* _Excerpts of location labeling data_
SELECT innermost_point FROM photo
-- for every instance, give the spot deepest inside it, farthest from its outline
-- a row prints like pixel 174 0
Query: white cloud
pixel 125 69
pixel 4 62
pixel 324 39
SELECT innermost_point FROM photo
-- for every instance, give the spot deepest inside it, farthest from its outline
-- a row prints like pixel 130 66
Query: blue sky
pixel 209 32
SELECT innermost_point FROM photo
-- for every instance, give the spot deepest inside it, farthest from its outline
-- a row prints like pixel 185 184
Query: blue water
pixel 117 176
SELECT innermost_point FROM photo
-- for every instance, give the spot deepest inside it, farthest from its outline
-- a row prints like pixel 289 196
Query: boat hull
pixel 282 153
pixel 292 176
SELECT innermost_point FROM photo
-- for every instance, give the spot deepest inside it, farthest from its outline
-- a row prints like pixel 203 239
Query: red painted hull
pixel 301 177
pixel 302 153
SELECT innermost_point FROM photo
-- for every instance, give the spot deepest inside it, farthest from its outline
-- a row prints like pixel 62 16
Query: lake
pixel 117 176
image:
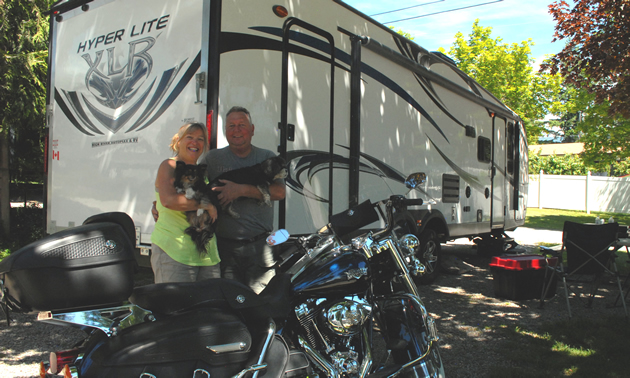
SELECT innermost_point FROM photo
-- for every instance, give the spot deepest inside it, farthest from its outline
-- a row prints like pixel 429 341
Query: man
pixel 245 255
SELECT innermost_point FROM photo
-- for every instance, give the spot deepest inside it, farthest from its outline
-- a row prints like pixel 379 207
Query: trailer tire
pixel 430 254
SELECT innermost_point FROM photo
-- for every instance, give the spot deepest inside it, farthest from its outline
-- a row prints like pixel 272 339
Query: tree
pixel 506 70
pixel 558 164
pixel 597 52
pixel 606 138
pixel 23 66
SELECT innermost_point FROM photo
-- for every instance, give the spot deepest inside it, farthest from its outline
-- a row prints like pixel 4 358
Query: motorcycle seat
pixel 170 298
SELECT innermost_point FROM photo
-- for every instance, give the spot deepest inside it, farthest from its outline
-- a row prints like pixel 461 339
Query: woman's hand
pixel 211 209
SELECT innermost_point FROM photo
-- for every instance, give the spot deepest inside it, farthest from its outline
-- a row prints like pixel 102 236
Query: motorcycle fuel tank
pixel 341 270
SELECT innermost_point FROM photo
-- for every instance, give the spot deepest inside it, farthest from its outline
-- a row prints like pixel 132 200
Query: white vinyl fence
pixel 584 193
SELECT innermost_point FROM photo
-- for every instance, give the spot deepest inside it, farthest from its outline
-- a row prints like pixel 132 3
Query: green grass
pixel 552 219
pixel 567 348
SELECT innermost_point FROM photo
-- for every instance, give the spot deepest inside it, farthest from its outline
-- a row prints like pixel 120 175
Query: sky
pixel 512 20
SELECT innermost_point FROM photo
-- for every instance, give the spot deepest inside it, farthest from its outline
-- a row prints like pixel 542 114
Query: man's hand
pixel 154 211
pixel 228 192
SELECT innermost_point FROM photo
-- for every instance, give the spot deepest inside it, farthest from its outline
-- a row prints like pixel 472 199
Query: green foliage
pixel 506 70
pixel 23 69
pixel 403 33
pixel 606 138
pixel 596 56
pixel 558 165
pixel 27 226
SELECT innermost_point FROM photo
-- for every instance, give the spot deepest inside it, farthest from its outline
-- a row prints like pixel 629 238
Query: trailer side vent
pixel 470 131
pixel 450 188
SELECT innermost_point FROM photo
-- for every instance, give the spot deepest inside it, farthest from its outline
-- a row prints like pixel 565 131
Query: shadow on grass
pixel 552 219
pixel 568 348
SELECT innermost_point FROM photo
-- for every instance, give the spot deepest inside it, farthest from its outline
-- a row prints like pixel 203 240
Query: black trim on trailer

* _Objective_
Copy each line in full and exactly, omitting any picture.

* _Solution below_
SELECT innermost_point FROM photo
-- for every instance, give the spot deepest inside it, farthest from its outline
-- a row prints like pixel 174 0
Query: white cloud
pixel 125 69
pixel 4 62
pixel 324 39
SELECT innermost_point FROM photo
-- for every instance, give the spot deepest inside it, farthest from its outline
-- a row prints like pixel 130 66
Query: blue sky
pixel 209 32
SELECT innermost_point FROM photo
-- for every instance, give the spot deepest inside it, farthest from its outline
-- a row prints like pixel 185 184
Query: blue water
pixel 117 176
SELECT innermost_point FROM photo
-- for every instance, give the spot deepest inside it, farthest from its outline
-- a row prints like pixel 289 196
Query: boat hull
pixel 282 153
pixel 292 176
SELECT innermost_point FROM photo
-- for every instance, give the spot deepest inside it, farthest from its outline
-- a row prints like pixel 203 239
Query: red painted hull
pixel 301 177
pixel 302 153
SELECT innermost_point FROM photo
-- for every instance, give the spot deepest inside it, farthest from its outline
-- a row prints like pixel 62 16
Query: lake
pixel 117 176
image:
SELECT innermost_point FROM photo
-- for every instance, give the spot deepest inside it, farthest from its outline
-- a row prints like pixel 429 341
Query: man
pixel 245 255
SELECT innermost_point FROM photo
-- for every instance, give the spot deepest inside it, farthest from its outline
-- a row prints like pixel 379 207
Query: trailer tire
pixel 430 254
SELECT innermost_point FROM photo
-- for every instance, give the spot deepest inside it, farthest from its outline
-- a row prints like pixel 272 339
Query: tree
pixel 506 70
pixel 558 164
pixel 597 52
pixel 606 138
pixel 23 66
SELECT innermost_point FROM photo
-- for every instance, give the spot deepest inside it, farthest from its outline
-- a row prints like pixel 4 358
Query: motorcycle seat
pixel 170 298
SELECT innermost_point FROM photo
-- for every instance, give the spot deepest inside it, farthest from its outline
-- a row prints like pixel 461 339
Query: woman's hand
pixel 211 209
SELECT innermost_point FROM photo
-- for every instance, give the spot deepest inside it, farthest from its outline
-- a row prints like pixel 102 236
Query: motorcycle fuel tank
pixel 341 270
SELECT innermost_point FROM photo
-- for every instance, give the spot deepest inside it, farthest from its outline
-- a row prints like pixel 132 200
Query: white vinyl fence
pixel 584 193
SELECT innermost_point FROM photo
-- for every instance, give the spot deepest inside it, farthest from its outline
-- a row prints like pixel 132 3
Query: green grass
pixel 552 219
pixel 567 348
SELECT innermost_point FROM photo
-- for every instance, give the spot deepest inside it, farthest from its outline
-- a row prints like pixel 120 175
Query: sky
pixel 512 20
SELECT innermost_point FROM photo
-- for every instance, give the spot deepest inside it, farthest from its outline
-- a row prints like pixel 542 114
Query: man's hand
pixel 154 211
pixel 228 192
SELECT innermost_point FROM photo
-- for every instance, give the spot deepest inside it, farthest from its outline
-- a row prints like pixel 472 199
Query: green foliage
pixel 506 70
pixel 23 69
pixel 403 33
pixel 606 138
pixel 596 56
pixel 558 165
pixel 27 226
SELECT innermost_point FROM photo
-- for every instance, give the spot deepest inside it, farthest from its outline
-- a row prints like pixel 629 238
Query: trailer side vent
pixel 470 131
pixel 450 188
SELECT innermost_point FROM photo
-- for every instance, give the spot deepest inside it, farthest from its outline
-- a row prints like pixel 565 131
Query: shadow on grass
pixel 552 219
pixel 568 348
SELECT innermost_point FROM photo
-- for every instance, give the spot deepest inside it, farthest from its outline
-- a row prints like pixel 203 240
Query: black trim on trailer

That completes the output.